Natural-language object grounding data:
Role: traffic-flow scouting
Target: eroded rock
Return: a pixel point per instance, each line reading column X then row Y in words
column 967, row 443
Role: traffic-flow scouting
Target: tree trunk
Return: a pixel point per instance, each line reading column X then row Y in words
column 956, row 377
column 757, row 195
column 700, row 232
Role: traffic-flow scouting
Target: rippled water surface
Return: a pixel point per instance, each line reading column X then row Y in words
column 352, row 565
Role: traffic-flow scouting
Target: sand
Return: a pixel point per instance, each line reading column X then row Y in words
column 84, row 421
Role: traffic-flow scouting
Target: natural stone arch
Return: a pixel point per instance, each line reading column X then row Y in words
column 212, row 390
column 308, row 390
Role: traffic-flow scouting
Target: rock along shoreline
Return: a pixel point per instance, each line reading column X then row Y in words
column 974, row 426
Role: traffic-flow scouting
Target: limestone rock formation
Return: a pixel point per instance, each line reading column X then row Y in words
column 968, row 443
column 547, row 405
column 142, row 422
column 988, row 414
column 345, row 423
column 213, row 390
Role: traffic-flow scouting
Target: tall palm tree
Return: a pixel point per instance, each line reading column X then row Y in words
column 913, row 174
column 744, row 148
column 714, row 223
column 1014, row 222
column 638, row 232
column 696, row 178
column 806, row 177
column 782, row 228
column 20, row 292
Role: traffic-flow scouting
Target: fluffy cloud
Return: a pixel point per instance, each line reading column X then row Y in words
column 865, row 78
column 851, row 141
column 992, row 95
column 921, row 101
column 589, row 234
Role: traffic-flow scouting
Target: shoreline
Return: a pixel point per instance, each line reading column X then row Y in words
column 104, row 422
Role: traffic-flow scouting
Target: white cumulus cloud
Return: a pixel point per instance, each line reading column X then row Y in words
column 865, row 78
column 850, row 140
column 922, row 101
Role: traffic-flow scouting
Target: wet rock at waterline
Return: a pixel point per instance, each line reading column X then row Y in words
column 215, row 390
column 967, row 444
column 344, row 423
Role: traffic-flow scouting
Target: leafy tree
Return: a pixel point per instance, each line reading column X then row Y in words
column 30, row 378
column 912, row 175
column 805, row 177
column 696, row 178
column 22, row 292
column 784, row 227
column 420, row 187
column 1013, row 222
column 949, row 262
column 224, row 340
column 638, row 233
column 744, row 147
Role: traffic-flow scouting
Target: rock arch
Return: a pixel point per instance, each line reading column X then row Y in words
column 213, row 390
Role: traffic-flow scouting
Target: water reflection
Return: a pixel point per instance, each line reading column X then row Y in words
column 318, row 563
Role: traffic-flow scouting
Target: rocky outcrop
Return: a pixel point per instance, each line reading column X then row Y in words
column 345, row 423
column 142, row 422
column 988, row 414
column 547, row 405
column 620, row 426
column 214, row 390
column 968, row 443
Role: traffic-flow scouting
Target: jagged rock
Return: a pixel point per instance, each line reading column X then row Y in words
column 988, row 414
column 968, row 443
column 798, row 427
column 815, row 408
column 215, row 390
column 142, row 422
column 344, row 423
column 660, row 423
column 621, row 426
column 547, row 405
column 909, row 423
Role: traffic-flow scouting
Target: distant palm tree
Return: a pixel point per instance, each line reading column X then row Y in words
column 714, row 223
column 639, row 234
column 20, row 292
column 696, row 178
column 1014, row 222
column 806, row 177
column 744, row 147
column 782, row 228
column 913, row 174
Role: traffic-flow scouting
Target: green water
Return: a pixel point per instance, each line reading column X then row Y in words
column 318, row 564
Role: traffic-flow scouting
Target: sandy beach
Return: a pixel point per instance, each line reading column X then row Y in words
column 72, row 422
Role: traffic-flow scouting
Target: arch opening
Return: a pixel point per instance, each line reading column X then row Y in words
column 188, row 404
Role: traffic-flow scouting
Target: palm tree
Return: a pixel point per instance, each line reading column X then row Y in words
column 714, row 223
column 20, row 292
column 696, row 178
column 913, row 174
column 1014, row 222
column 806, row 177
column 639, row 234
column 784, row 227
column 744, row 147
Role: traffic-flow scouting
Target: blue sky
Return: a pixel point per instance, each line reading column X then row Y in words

**Exercise goal**
Every single entry above has to be copied exactly.

**Solution for this task**
Role: traffic-flow scouting
Target: eroded rock
Return: a pixel point per instance, each line reading column X then row Y in words
column 967, row 443
Role: traffic-flow scouting
Target: tree trunk
Return: a pixel point per instance, each line reading column X then row Y in words
column 956, row 377
column 757, row 195
column 700, row 232
Role: traffic-flow scouting
Target: rippled water surface
Return: a pixel point per instance, each line reading column X then row Y in words
column 352, row 565
Role: traffic-flow scouting
Target: sand
Return: a pixel point per instance, each line reading column X then row Y in words
column 84, row 421
Role: traffic-flow scouting
Target: natural stone arch
Return: a pixel point per instance, each line reading column X then row Y in words
column 212, row 390
column 308, row 390
Role: traffic-flow scouting
Target: rock along shoreline
Return: a pixel point per instance, each line reading column X then row Y in words
column 974, row 426
Role: traffic-flow scouting
Target: limestone rock formation
Return: a pixel point per instance, each line reading column X then row Y in words
column 968, row 443
column 547, row 405
column 142, row 422
column 988, row 414
column 345, row 423
column 213, row 390
Role: traffic-flow scouting
Target: tall palm tree
Return: a pixel point per instance, each line reading column X then row Y in words
column 913, row 174
column 744, row 148
column 714, row 223
column 1014, row 222
column 638, row 232
column 696, row 178
column 806, row 177
column 782, row 228
column 20, row 292
Role: traffic-flow scouting
Target: fluffy cloud
Return: a pixel point per instance, each line reading column X then row Y in words
column 865, row 78
column 851, row 141
column 992, row 95
column 921, row 101
column 589, row 234
Role: traffic-flow scouting
Target: shoreline
Return: a pixel point per instance, each line reading column X then row Y in words
column 104, row 422
Role: traffic-flow scouting
Target: white cumulus cloud
Return: a pixel point per instance, each line reading column X then row Y in words
column 865, row 78
column 850, row 140
column 922, row 101
Role: traffic-flow scouting
Target: wet rock at waterline
Return: a pixel point per instance, each line reading column X then row Y in words
column 215, row 390
column 967, row 444
column 344, row 423
Role: traffic-flow scouting
Target: leafy tree
Return: a pixel point per instance, each line reading column X then row Y in words
column 30, row 378
column 912, row 175
column 805, row 177
column 696, row 178
column 22, row 292
column 784, row 227
column 420, row 187
column 1013, row 222
column 949, row 262
column 224, row 340
column 638, row 233
column 744, row 147
Role: traffic-flow scouting
Target: rock arch
Return: a pixel point per instance, each line reading column X then row Y in words
column 213, row 390
Role: traffic-flow scouting
Target: water reflection
Return: a pixel point per instance, each line reading column X then row Y in words
column 318, row 563
Role: traffic-flow scouting
Target: rocky outcrop
Return: a pixel point per instance, each line reading column X then row Y in words
column 345, row 423
column 142, row 422
column 988, row 414
column 547, row 405
column 620, row 426
column 214, row 390
column 968, row 443
Role: traffic-flow scouting
Target: jagged rock
Return: a pixel point per instance, each line reading column X then row Y in words
column 988, row 414
column 968, row 443
column 798, row 427
column 815, row 408
column 215, row 390
column 142, row 422
column 344, row 423
column 660, row 423
column 621, row 426
column 547, row 405
column 909, row 423
Role: traffic-flow scouting
Target: distant palm tree
Return: a pixel point per instance, each line reading column X then row Y in words
column 714, row 223
column 639, row 234
column 20, row 292
column 696, row 178
column 1014, row 222
column 806, row 177
column 744, row 147
column 782, row 228
column 913, row 174
Role: traffic-flow scouting
Target: green water
Return: a pixel point per instance, each line reading column X then row Y in words
column 318, row 564
Role: traffic-flow scouting
Target: sandy beach
Return: a pixel point per instance, each line reading column X then row Y in words
column 72, row 422
Role: traffic-flow scouting
Target: arch opening
Return: a pixel point per instance, each line reading column X then row Y in words
column 188, row 404
Role: traffic-flow scouting
Target: palm tree
Return: a pixel point per instance, each line reading column X then row Y in words
column 714, row 223
column 20, row 292
column 696, row 178
column 913, row 174
column 1014, row 222
column 806, row 177
column 639, row 234
column 784, row 227
column 744, row 147
Role: traffic-flow scouting
Target: blue sky
Return: a pixel point per instance, each line reading column X then row Y in words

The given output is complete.